» YOUR ASSIGNMENT
Track down every line below that holds "windshield" and copy it.

» AVAILABLE DATA
++++
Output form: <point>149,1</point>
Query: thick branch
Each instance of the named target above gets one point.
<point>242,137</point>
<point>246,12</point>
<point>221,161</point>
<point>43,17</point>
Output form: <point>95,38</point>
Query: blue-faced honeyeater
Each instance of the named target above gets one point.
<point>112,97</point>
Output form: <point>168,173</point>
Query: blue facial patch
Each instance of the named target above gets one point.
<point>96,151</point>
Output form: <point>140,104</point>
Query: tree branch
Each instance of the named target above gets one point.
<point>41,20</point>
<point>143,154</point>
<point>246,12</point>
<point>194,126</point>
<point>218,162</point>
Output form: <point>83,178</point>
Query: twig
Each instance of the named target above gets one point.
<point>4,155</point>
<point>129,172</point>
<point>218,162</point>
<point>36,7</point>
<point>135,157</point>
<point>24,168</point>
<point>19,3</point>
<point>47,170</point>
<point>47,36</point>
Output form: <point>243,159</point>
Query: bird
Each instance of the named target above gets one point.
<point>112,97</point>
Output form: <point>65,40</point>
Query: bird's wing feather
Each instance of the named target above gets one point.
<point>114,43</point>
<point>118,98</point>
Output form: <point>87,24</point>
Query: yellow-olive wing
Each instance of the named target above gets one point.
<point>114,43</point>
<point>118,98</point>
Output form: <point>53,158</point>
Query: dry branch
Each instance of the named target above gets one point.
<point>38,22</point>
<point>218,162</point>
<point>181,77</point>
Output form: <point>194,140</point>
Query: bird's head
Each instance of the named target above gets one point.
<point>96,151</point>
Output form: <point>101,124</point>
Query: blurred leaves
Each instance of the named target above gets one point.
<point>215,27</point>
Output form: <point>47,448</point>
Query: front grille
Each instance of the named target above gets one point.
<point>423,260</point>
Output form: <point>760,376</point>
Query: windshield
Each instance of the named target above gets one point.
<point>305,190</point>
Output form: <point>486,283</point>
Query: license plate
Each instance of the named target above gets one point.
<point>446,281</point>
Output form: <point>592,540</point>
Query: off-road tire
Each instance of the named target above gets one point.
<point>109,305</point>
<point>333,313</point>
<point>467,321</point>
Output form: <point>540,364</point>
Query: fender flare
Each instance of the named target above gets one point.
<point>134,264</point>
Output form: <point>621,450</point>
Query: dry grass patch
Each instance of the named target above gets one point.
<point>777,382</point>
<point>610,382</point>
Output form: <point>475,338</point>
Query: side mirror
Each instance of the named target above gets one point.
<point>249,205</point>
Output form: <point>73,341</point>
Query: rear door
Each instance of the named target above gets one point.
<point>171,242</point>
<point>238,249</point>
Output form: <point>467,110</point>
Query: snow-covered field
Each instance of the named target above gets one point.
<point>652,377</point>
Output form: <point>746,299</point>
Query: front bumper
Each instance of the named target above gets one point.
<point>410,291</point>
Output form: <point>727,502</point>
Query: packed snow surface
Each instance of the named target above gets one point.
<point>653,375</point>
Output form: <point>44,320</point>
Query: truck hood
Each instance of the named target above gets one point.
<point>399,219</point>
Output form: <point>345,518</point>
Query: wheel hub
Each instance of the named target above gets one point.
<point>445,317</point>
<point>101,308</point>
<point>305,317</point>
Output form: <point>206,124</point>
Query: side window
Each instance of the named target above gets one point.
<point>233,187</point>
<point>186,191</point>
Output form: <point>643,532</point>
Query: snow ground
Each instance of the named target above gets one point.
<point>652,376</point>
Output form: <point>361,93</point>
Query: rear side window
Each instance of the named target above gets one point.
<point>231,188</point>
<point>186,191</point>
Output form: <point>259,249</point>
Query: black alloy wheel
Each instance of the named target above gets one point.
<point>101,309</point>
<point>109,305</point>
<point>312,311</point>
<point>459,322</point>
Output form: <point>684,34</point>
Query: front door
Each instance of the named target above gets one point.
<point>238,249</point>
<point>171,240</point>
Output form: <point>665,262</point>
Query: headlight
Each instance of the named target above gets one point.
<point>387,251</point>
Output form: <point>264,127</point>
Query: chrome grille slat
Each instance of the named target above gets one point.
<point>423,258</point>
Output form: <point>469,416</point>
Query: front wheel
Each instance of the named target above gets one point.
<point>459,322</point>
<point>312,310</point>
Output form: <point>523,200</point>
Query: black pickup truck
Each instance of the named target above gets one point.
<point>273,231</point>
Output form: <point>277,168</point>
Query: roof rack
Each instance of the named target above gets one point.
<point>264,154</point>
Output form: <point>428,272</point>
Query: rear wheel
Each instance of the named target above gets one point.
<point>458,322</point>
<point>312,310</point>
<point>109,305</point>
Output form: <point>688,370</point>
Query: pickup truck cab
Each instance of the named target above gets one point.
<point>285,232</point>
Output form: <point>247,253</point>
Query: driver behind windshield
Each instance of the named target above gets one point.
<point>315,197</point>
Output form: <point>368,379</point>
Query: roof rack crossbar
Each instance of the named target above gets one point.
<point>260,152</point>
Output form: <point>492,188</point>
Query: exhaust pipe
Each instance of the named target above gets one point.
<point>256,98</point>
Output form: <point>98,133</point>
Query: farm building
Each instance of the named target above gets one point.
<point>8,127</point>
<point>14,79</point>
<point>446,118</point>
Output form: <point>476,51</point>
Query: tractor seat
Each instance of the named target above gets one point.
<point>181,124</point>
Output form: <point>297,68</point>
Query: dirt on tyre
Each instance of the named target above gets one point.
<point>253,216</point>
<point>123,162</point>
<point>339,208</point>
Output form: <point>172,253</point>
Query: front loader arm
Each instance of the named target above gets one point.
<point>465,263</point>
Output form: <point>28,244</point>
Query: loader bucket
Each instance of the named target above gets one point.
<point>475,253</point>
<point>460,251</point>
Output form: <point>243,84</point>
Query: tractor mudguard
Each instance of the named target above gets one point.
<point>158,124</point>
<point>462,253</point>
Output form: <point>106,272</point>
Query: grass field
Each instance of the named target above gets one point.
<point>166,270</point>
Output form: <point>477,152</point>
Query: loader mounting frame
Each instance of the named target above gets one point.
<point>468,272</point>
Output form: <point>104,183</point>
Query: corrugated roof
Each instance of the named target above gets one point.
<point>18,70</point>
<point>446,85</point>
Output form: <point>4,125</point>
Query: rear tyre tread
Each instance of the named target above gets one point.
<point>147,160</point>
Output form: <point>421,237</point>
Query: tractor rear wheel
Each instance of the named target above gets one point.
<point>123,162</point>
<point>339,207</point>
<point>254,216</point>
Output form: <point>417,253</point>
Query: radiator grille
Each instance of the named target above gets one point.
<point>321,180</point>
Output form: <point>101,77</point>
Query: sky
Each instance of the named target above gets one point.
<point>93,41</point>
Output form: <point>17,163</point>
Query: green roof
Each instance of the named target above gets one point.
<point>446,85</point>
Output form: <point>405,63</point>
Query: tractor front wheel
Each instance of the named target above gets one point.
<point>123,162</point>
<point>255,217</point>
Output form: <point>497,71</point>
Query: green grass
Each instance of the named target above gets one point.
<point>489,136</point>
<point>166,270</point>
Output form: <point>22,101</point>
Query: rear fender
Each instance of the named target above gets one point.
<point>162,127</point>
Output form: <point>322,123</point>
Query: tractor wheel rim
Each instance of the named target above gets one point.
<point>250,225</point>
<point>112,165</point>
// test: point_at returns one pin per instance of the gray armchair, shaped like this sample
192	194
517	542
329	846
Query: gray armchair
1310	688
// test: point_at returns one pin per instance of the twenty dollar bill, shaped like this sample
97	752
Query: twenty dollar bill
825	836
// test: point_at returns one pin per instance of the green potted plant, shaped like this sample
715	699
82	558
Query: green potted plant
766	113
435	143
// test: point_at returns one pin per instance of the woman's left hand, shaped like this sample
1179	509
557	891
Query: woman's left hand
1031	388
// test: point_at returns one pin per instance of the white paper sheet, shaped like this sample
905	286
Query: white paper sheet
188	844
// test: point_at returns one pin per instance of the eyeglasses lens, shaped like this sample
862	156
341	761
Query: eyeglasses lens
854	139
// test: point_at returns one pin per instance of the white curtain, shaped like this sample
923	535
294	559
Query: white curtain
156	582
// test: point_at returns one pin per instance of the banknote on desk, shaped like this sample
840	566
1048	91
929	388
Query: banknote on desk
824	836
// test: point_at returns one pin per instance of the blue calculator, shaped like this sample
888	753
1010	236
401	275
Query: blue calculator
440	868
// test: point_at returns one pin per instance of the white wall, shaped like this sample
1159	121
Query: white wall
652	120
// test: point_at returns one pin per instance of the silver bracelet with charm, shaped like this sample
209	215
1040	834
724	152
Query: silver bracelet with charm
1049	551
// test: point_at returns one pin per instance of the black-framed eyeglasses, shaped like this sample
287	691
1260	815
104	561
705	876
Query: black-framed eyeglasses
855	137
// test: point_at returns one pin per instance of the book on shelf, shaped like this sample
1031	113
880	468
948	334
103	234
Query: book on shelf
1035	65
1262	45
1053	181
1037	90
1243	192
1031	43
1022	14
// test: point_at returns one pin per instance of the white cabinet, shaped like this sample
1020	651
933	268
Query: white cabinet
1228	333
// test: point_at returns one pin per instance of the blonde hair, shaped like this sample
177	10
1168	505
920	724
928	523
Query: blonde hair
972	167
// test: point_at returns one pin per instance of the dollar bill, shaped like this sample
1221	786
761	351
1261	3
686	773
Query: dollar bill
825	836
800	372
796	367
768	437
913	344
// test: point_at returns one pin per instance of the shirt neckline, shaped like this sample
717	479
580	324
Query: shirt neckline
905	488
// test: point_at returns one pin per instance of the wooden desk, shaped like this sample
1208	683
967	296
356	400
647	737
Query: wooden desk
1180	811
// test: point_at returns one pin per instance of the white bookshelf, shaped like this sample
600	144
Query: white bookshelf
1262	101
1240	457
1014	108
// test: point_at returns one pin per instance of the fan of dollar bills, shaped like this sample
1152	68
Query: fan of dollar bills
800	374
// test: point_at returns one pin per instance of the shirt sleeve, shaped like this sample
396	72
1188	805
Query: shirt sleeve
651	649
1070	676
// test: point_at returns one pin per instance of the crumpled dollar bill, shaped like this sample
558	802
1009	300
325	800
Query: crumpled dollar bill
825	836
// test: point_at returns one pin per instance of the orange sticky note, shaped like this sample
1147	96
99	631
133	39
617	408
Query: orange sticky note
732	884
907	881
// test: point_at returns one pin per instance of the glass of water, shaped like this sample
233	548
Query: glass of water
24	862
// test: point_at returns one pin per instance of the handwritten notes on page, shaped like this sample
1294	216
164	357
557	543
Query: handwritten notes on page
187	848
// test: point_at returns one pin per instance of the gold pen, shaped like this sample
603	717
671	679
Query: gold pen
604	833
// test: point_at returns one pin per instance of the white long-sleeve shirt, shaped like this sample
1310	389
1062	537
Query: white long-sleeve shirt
++++
» SOLUTION TO THIS EXERCISE
Query: windshield
Query: driver behind windshield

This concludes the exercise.